[BEGIN RECORD EXTRACTS]

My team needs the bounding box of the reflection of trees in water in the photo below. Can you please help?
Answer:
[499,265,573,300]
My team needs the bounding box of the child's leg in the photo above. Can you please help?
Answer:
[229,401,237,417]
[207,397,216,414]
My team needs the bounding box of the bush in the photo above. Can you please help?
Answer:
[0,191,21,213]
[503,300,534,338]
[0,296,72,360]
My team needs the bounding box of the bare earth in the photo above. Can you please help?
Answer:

[END RECORD EXTRACTS]
[BEGIN RECORD EXTRACTS]

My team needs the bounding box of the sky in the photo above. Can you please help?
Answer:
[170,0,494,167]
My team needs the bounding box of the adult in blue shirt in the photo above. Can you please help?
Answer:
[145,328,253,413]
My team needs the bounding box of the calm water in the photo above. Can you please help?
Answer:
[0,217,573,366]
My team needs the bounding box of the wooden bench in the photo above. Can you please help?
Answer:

[END RECORD EXTRACTS]
[BEGIN RECORD EXTRACTS]

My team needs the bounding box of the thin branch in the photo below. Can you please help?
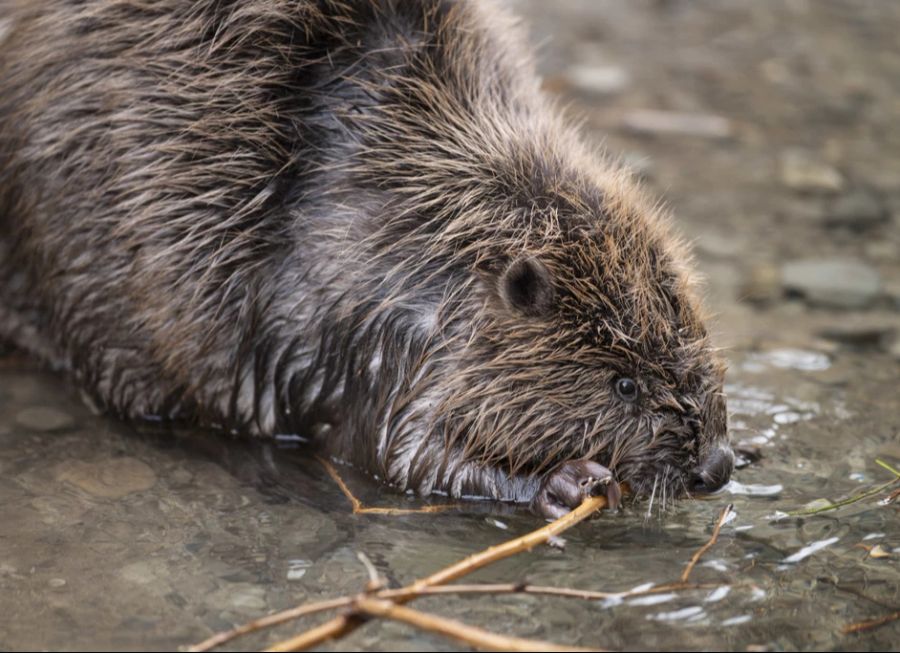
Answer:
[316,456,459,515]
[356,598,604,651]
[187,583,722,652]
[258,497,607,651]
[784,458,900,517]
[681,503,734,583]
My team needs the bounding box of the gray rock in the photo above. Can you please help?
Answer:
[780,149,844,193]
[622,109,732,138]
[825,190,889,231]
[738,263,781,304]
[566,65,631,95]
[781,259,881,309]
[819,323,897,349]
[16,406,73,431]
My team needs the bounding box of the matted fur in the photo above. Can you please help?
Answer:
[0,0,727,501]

[END RECORD EXTRACTS]

PROBLEM → Retype, without alteration, the stretch of the material from the line containing "My team needs the bounding box of the reflection" through the line containing "[0,296,72,360]".

CORRECT RESULT →
My team needs the bounding box of the reflection of trees in water in the photo below. Can you please help?
Answer:
[499,265,573,300]
My team needs the bounding box of the child's leg in the photo above. Can you please help?
Answer:
[229,401,237,417]
[207,397,216,414]
My team needs the bounding box of the bush in the photo above. Can you please help?
Answer:
[0,191,21,213]
[503,300,534,338]
[0,296,72,360]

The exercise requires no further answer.